── Selected excerpt
= Karl Fredrik Bergh =

Karl Fredrik Bergh, sometimes known as Carl Fredrik Berg, in Finnish as Kaarle, and in Latin as Carolus Fridericus Berg (born before 23 November 1763, died Suonenjoki 9 February 1844), was a cleric and scholar, noted for his interest in oral Finnish literature.

== Life ==

Bergh was born to Elisabet Bergh (d. 1798), daughter of the chaplain Henrik Bergh (d. 1732), and a lieutenant from Kuopio; he was baptised at Maaninka Monday 23 November 1763. Bergh attended Oulu's trivial school in 1785, taking the entrance examination for university 2 March 1786. He began studying at the Royal Academy of Turku on 2 March 1786. He was ordained priest in Porvoo diocese on 24 July 1788, serving as assistant to the vicar of Leppävirta that year 1788. He became parish priest in Suonenjoki in 1793, chaplain in 1798, and deputy pastor 1813.

In 1793, Bergh married Kristina Kjellman (d. 1807); in 1808 he married Juliana Bergh (d. 1821), daughter of the cleric Adam Bergh (1739–96); and in 1822 he married Katarina Charlotta Montell (d. 1833). In all, he had four sons, who all had clerical careers: Johan Fredrik Bergh (1816–66), Gustaf Adam Bergh (1822–44), Nils Henrik Bergh (1824–45), and Julius Immanuel Bergh (1832–78).

== Role in Finnish literary history ==

In the 1897 assessment of A. R. Niemi,Bergh oli innokas jumalansanan selittäjä, mutta harrasti sen ohessa myös suomen kieltä, ollen noita, nyt usein unhotettuja, entisaikoina eläneitä suomenmielisiä, jotka varmasti uskoivat suomalaisen Suomen tulevaisuuteen ja hengen silmillä näkivät onnellisemman ajan isänmaalle koittavan kuin missä heidän itse oli sallittu elää.
────
▶ **Exercise aim**
Rewrite the passage of the biography of Karl Fredrik Bergh that begins with the words containing "In 1793, Bergh" and ends with "Immanuel Bergh (1832–78).", substituting "four children" for "four sons".
── Recorded data
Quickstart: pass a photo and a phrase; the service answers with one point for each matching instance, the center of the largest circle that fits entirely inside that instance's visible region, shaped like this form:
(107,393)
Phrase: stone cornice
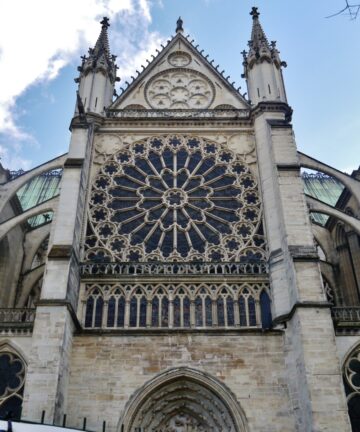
(61,302)
(282,319)
(266,107)
(178,114)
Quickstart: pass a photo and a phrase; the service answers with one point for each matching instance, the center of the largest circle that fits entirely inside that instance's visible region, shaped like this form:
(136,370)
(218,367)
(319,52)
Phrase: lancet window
(177,306)
(352,387)
(12,379)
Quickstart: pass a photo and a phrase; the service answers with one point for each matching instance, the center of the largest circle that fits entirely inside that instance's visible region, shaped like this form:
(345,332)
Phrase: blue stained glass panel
(121,312)
(220,311)
(133,312)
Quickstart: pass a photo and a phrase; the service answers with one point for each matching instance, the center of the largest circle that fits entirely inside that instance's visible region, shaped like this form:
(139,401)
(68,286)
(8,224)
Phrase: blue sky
(38,90)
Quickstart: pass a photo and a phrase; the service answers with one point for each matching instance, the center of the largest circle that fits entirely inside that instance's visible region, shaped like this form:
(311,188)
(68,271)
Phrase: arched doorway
(183,400)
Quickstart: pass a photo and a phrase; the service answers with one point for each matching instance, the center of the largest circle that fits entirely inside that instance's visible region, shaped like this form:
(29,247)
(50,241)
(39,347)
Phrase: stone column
(49,362)
(299,305)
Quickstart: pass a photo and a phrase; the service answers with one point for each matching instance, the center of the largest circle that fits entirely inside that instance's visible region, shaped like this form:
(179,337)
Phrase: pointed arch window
(12,379)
────
▶ **Solution**
In 1793, Bergh married Kristina Kjellman (d. 1807); in 1808 he married Juliana Bergh (d. 1821), daughter of the cleric Adam Bergh (1739–96); and in 1822 he married Katarina Charlotta Montell (d. 1833). In all, he had four children, who all had clerical careers: Johan Fredrik Bergh (1816–66), Gustaf Adam Bergh (1822–44), Nils Henrik Bergh (1824–45), and Julius Immanuel Bergh (1832–78).